### Listed entries ###

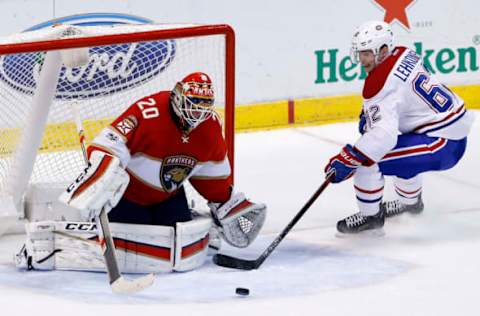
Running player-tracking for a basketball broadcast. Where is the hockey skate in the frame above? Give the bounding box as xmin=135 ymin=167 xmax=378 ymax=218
xmin=380 ymin=194 xmax=423 ymax=217
xmin=337 ymin=209 xmax=385 ymax=236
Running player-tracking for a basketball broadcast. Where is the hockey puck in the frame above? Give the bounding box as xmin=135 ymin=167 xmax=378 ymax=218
xmin=235 ymin=287 xmax=250 ymax=296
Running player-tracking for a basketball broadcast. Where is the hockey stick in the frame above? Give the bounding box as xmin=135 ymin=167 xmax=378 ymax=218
xmin=213 ymin=174 xmax=334 ymax=270
xmin=72 ymin=101 xmax=155 ymax=294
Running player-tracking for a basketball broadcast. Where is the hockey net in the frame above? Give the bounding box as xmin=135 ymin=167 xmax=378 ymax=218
xmin=0 ymin=24 xmax=235 ymax=235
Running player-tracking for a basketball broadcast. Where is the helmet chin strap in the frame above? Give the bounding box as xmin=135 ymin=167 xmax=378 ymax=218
xmin=170 ymin=103 xmax=193 ymax=134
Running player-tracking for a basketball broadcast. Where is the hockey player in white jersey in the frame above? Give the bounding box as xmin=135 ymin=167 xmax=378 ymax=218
xmin=325 ymin=21 xmax=474 ymax=234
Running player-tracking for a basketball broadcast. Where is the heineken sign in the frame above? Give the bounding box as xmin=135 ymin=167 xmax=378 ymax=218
xmin=315 ymin=42 xmax=480 ymax=84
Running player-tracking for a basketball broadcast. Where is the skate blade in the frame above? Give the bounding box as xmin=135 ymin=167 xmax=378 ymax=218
xmin=335 ymin=227 xmax=385 ymax=239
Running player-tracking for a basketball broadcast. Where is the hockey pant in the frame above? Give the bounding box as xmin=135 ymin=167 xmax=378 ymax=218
xmin=354 ymin=133 xmax=467 ymax=215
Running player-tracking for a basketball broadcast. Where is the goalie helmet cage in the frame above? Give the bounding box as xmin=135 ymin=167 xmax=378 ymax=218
xmin=0 ymin=24 xmax=235 ymax=235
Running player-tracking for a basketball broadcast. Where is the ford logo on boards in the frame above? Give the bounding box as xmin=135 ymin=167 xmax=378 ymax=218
xmin=0 ymin=14 xmax=176 ymax=99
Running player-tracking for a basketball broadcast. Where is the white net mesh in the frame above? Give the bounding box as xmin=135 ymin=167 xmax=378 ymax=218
xmin=0 ymin=25 xmax=232 ymax=217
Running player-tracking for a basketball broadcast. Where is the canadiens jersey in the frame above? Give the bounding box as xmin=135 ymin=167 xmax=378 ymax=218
xmin=89 ymin=91 xmax=232 ymax=205
xmin=355 ymin=47 xmax=474 ymax=162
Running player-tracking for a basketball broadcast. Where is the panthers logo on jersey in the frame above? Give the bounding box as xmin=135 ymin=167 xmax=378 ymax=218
xmin=160 ymin=156 xmax=197 ymax=193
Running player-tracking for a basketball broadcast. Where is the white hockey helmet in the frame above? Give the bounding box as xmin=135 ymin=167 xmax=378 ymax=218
xmin=170 ymin=72 xmax=215 ymax=130
xmin=350 ymin=21 xmax=393 ymax=64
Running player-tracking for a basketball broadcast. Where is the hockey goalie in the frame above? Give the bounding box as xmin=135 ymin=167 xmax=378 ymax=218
xmin=16 ymin=72 xmax=266 ymax=273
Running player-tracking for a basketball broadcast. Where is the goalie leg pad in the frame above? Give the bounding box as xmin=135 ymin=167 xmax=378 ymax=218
xmin=16 ymin=221 xmax=175 ymax=273
xmin=173 ymin=216 xmax=213 ymax=271
xmin=15 ymin=216 xmax=216 ymax=273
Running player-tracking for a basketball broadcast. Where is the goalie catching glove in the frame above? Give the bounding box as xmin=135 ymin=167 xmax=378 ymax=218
xmin=59 ymin=151 xmax=130 ymax=220
xmin=208 ymin=193 xmax=267 ymax=248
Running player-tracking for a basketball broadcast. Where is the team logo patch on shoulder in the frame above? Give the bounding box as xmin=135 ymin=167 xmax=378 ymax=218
xmin=115 ymin=115 xmax=138 ymax=135
xmin=160 ymin=156 xmax=197 ymax=192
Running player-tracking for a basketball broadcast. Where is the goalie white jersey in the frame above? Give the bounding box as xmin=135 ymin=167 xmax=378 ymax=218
xmin=355 ymin=47 xmax=474 ymax=162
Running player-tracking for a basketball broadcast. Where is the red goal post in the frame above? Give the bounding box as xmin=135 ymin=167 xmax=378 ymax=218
xmin=0 ymin=25 xmax=235 ymax=235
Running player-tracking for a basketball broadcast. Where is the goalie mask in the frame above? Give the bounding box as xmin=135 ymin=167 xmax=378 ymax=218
xmin=350 ymin=21 xmax=393 ymax=64
xmin=170 ymin=72 xmax=215 ymax=130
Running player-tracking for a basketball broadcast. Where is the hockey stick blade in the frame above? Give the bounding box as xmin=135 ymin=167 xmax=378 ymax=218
xmin=110 ymin=273 xmax=155 ymax=294
xmin=213 ymin=253 xmax=258 ymax=270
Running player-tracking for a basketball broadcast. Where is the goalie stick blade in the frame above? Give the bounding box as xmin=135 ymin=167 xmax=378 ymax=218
xmin=110 ymin=273 xmax=155 ymax=294
xmin=213 ymin=253 xmax=258 ymax=270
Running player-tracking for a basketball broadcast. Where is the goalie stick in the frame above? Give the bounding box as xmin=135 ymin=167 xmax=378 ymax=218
xmin=213 ymin=173 xmax=334 ymax=270
xmin=72 ymin=102 xmax=155 ymax=294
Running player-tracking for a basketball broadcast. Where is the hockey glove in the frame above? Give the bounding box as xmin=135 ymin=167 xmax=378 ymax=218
xmin=208 ymin=193 xmax=267 ymax=248
xmin=325 ymin=144 xmax=369 ymax=183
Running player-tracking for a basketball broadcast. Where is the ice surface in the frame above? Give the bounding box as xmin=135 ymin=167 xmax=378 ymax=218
xmin=0 ymin=112 xmax=480 ymax=316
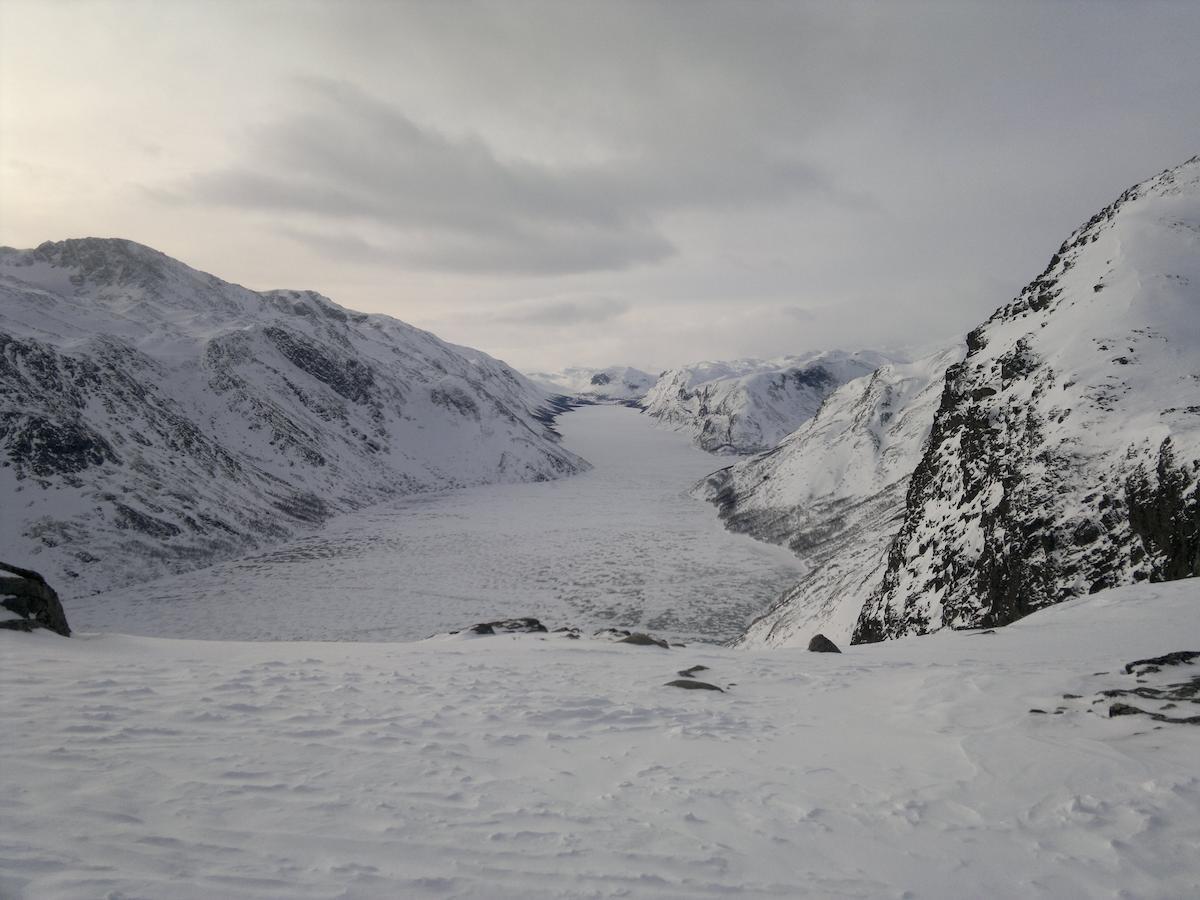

###

:: Instruction ::
Rewrite the listing with "basketball broadcast" changed to "hockey broadcast" everywhere, leaving every other word as it is and omitting the pictures.

:: Response ::
Running player-tracking for a hockey broadcast. Where is the hockey skate in the frame above? Give the bounding box as xmin=135 ymin=167 xmax=378 ymax=218
xmin=380 ymin=194 xmax=423 ymax=217
xmin=337 ymin=209 xmax=385 ymax=236
Running player-tracking for a hockey broadcast. Where is the hockey puck in the frame above? Give the bounding box as xmin=135 ymin=167 xmax=378 ymax=218
xmin=235 ymin=287 xmax=250 ymax=296
Running player-tracking for a hockey broadcast. Where is the hockey stick in the frame above? Give the bounding box as xmin=135 ymin=167 xmax=378 ymax=218
xmin=213 ymin=174 xmax=334 ymax=270
xmin=72 ymin=101 xmax=155 ymax=294
Running player-tracking for a hockey broadcast. Where is the hockey net in the frame above? Give the bounding box as xmin=135 ymin=167 xmax=378 ymax=218
xmin=0 ymin=24 xmax=235 ymax=235
Running player-tracking for a hockey broadcast. Where is the helmet chin strap in the frame above? Give the bounding box as xmin=135 ymin=167 xmax=378 ymax=218
xmin=170 ymin=103 xmax=193 ymax=134
Running player-tracking for a hockey broadcast. Where is the hockey player in white jersey in the frame above? Give the bounding box as xmin=135 ymin=167 xmax=378 ymax=218
xmin=325 ymin=21 xmax=474 ymax=234
Running player-tracking for a hockey broadcast. Where is the heineken sign in the frame above? Give the bounding box as xmin=135 ymin=167 xmax=378 ymax=218
xmin=315 ymin=42 xmax=480 ymax=84
Running player-tracking for a hockey broadcast. Where is the skate blade in the frame above? Give the bounding box as xmin=135 ymin=167 xmax=378 ymax=218
xmin=335 ymin=227 xmax=385 ymax=239
Running player-tracking for a hockey broadcast. Where is the hockey pant in the frame above? Give the bounding box as xmin=135 ymin=167 xmax=378 ymax=218
xmin=354 ymin=133 xmax=467 ymax=215
Running player-tracking for a hockey broadcast. Where is the goalie helmet cage in the frame above? Give the bounding box as xmin=135 ymin=167 xmax=378 ymax=218
xmin=0 ymin=24 xmax=235 ymax=235
Running player-tracking for a hockey broadcast. Where is the ford logo on boards in the frame above? Give the bounding box as xmin=135 ymin=167 xmax=378 ymax=218
xmin=0 ymin=14 xmax=176 ymax=99
Running player-tracking for a hockey broadcast. Where is the white net mesh in the frame above? Give the bounding box as xmin=135 ymin=167 xmax=378 ymax=218
xmin=0 ymin=25 xmax=232 ymax=217
Running player-tracking for a hockey broadcast. Where is the canadiens jersey in the frame above? Give the bounding box as xmin=135 ymin=167 xmax=378 ymax=218
xmin=89 ymin=91 xmax=232 ymax=205
xmin=355 ymin=47 xmax=474 ymax=162
Running player-tracking for a hockey broadcast. Where is the panthers logo on jersey in the frame above? Give the bounding box as xmin=135 ymin=167 xmax=378 ymax=218
xmin=160 ymin=156 xmax=197 ymax=193
Running player-tracking for a hockey broadcast. Where is the white hockey helmet in the frame above? Give the bounding box as xmin=135 ymin=167 xmax=378 ymax=218
xmin=170 ymin=72 xmax=215 ymax=130
xmin=350 ymin=21 xmax=393 ymax=64
Running player-tracking for a hockey broadcast. Where is the hockey goalie in the frame above? Give the bounding box as xmin=135 ymin=167 xmax=378 ymax=218
xmin=16 ymin=72 xmax=266 ymax=273
Running player-tracking for a hockey broadcast. Where is the goalie leg pad in the frame above? Give the bounding box as xmin=135 ymin=167 xmax=378 ymax=218
xmin=16 ymin=221 xmax=175 ymax=273
xmin=173 ymin=216 xmax=213 ymax=271
xmin=15 ymin=216 xmax=216 ymax=273
Running player-tracking for a hockey broadcast. Where is the goalie catching glove in the frame above? Give the bounding box as xmin=135 ymin=167 xmax=378 ymax=218
xmin=59 ymin=151 xmax=130 ymax=220
xmin=208 ymin=193 xmax=267 ymax=248
Running player-tracking for a hockey broadcast. Where is the team logo patch on shoulder in the frame above? Give the bounding box as xmin=135 ymin=167 xmax=378 ymax=218
xmin=115 ymin=115 xmax=138 ymax=135
xmin=160 ymin=156 xmax=197 ymax=192
Running player-tracking for a hockey broadcast. Where is the goalie white jersey in the frame above? Give the bounding box as xmin=135 ymin=167 xmax=378 ymax=218
xmin=355 ymin=47 xmax=474 ymax=162
Running player-tracking for a hockey broadcast. Where is the red goal post in the frame above? Give the bounding box as xmin=135 ymin=167 xmax=378 ymax=218
xmin=0 ymin=25 xmax=235 ymax=235
Running player-tracking for a hockey broadcast. Where is the goalie mask in the frame above? Give the bounding box as xmin=135 ymin=167 xmax=378 ymax=218
xmin=350 ymin=21 xmax=393 ymax=64
xmin=170 ymin=72 xmax=215 ymax=130
Running player-tracking for a hockey broadcast. Where is the hockey stick blade in the frame above? Give the bounding box as xmin=135 ymin=167 xmax=378 ymax=218
xmin=110 ymin=273 xmax=155 ymax=294
xmin=213 ymin=253 xmax=258 ymax=270
Running player-tracking for a hockey broadcast. Where is the goalie stick blade in the frame above? Give the bounding box as xmin=135 ymin=167 xmax=378 ymax=218
xmin=110 ymin=273 xmax=155 ymax=294
xmin=213 ymin=253 xmax=258 ymax=270
Running player-tracking for a hockey broadcast. Where is the goalie stick in the frame above? Give the bounding box as xmin=135 ymin=167 xmax=378 ymax=218
xmin=213 ymin=173 xmax=334 ymax=270
xmin=72 ymin=102 xmax=155 ymax=294
Running player-tracking for a hockey broadcast. Where is the hockey glove in the frame above? Give the bounding box as xmin=135 ymin=167 xmax=378 ymax=218
xmin=208 ymin=193 xmax=267 ymax=248
xmin=325 ymin=144 xmax=369 ymax=183
Running player-tracking for a hockey broadcast. Where is the ice surface in the frame above? Give the bounding box as xmin=135 ymin=167 xmax=378 ymax=218
xmin=0 ymin=112 xmax=480 ymax=316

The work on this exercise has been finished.